▶ **What is needed**
Reproduce all of these lines in full, requests included, and add -47 to every bounding box coordinate in the answers.

▶ **Given information**

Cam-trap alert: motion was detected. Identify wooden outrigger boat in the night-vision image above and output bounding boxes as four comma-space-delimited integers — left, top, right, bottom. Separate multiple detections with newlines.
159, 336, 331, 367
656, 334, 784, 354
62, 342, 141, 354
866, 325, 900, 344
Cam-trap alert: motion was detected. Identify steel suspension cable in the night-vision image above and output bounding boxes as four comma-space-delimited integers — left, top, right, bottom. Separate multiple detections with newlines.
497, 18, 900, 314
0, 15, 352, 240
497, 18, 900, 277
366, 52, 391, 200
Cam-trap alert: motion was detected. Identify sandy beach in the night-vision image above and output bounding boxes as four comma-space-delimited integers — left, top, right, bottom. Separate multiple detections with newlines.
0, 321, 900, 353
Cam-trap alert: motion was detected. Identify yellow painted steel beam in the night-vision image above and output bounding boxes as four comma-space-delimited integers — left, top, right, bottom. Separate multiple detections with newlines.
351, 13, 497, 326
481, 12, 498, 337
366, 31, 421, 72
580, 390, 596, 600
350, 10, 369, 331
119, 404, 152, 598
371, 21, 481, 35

▶ **Result of this exercise**
Cam-trap alert: motion was detected. Identify wooden outrigger boat in the night-vision image above and output bounding boxes as four comma-space-delimited integers — left, top, right, bottom. Separate multiple detections with newlines.
112, 289, 284, 320
609, 287, 737, 307
15, 295, 94, 307
819, 278, 853, 297
Cam-trap alert: motion was detected. Identify steel suspension cable in the night-vision image above and output bounding boxes as four comma-space-delimited integers — left, top, right, bottom. Separate multiple detections with newlines.
450, -29, 853, 267
-47, -32, 305, 193
450, -29, 853, 230
319, 5, 344, 153
Cam-trap alert: motion was detected. Identify sandy beach in the night-vision image above and output bounding boxes as four comma-space-delimited integers — left, top, right, bottom. Separate multiple detections with newlines.
-47, 274, 853, 306
Cam-trap alert: motion was detected. Identify yellow painted steel beam in the night-vision image above and output bounding boxes as four comma-space-delimited integers — left, top, right, bottom. Separate multiple detections with newlines.
304, -34, 450, 279
434, -35, 451, 290
319, -16, 374, 25
533, 343, 549, 553
303, -37, 322, 284
72, 357, 105, 551
324, -26, 434, -12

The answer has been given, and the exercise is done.